Tugas Anda –
**A)** Kutip secara persis bagian tulisan tentang ketakutan menikah, mulai dari "Kerja aja gak" sampai dengan "membawa harta sepeserpun?".
**B)** Ubah baris-baris dalam daftar, mulai dari baris yang memuat "Put a point on every instance of the coral" sampai dengan baris terakhir daftar, menjadi tabel Markdown berkolom "No" untuk nomor urut dan "Isi" untuk teks barisnya, tanpa menyertakan baris kosong.

Sumber –
--------------------

Temen-teman gue udah menikah. Dan gue belum. Apakah gue
panas? Iri? Insecure? Tentu tidak. Jangankan nikah, lulus kuliah aja belum.
Kerja aja gak pernah. Mau insecure karena pernikahan, ndasmu. Lagipula, gue
memang enggak pernah percaya diri kalau menyangkut pernikahan.
Hal yang bikin gue
takut nikah.
Gue kalau nikah, gak tahu biayanya darimana? Gue udah nggak
punya orang tua. Mau ditaruh dimana muka gue bila harus menghadapi keluarga
calon suami tanpa membawa harta sepeserpun?
Andini, andini. Kasihan banget kamu ya nak...
Secara garis besar, gue orangnya bukan yang bisa romantis
gitu ke orang lain. Gue takut tiap hari ketemu suami, terus dia bosen dengan
gue yang serba kekurangan ini. Mencintai selamanya? Memang cinta akan selamanya
tumbuh, apa?!

--------------------

Data untuk Diolah –

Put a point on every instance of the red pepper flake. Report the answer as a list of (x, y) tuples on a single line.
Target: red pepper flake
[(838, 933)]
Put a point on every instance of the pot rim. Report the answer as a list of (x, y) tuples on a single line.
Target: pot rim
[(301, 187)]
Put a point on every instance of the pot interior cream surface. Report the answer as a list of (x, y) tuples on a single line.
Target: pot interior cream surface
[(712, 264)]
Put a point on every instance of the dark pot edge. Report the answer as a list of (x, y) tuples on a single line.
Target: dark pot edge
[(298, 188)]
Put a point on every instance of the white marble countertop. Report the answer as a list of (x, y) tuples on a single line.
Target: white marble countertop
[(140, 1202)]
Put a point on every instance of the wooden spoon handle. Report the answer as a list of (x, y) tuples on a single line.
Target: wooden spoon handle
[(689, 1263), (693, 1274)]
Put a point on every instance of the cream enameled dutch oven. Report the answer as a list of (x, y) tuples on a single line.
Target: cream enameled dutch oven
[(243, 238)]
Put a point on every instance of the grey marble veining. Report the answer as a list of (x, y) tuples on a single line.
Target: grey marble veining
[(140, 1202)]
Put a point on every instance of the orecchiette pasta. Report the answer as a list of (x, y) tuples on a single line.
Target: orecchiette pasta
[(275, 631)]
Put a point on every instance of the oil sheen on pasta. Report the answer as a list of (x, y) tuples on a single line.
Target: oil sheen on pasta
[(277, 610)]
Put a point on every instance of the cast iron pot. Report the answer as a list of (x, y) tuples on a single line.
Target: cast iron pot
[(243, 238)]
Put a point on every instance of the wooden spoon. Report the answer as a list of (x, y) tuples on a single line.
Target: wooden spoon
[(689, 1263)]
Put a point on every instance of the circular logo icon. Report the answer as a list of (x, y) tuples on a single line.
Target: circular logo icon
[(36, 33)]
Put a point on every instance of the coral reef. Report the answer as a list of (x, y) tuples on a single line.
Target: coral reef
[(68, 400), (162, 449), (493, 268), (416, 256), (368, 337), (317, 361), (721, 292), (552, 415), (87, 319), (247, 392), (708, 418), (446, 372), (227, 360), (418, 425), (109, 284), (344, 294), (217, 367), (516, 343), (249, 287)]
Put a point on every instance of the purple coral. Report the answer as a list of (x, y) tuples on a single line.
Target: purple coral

--------------------

Jawaban Tiap Tugas –
**A)**
Kerja aja gak pernah. Mau insecure karena pernikahan, ndasmu. Lagipula, gue
memang enggak pernah percaya diri kalau menyangkut pernikahan.
Hal yang bikin gue
takut nikah.
Gue kalau nikah, gak tahu biayanya darimana? Gue udah nggak
punya orang tua. Mau ditaruh dimana muka gue bila harus menghadapi keluarga
calon suami tanpa membawa harta sepeserpun?

**B)**
| No | Isi |
|---|---|
| 1 | Put a point on every instance of the coral reef. Report the answer as a list of (x, y) tuples on a single line. |
| 2 | Target: coral reef |
| 3 | [(68, 400), (162, 449), (493, 268), (416, 256), (368, 337), (317, 361), (721, 292), (552, 415), (87, 319), (247, 392), (708, 418), (446, 372), (227, 360), (418, 425), (109, 284), (344, 294), (217, 367), (516, 343), (249, 287)] |
| 4 | Put a point on every instance of the purple coral. Report the answer as a list of (x, y) tuples on a single line. |
| 5 | Target: purple coral |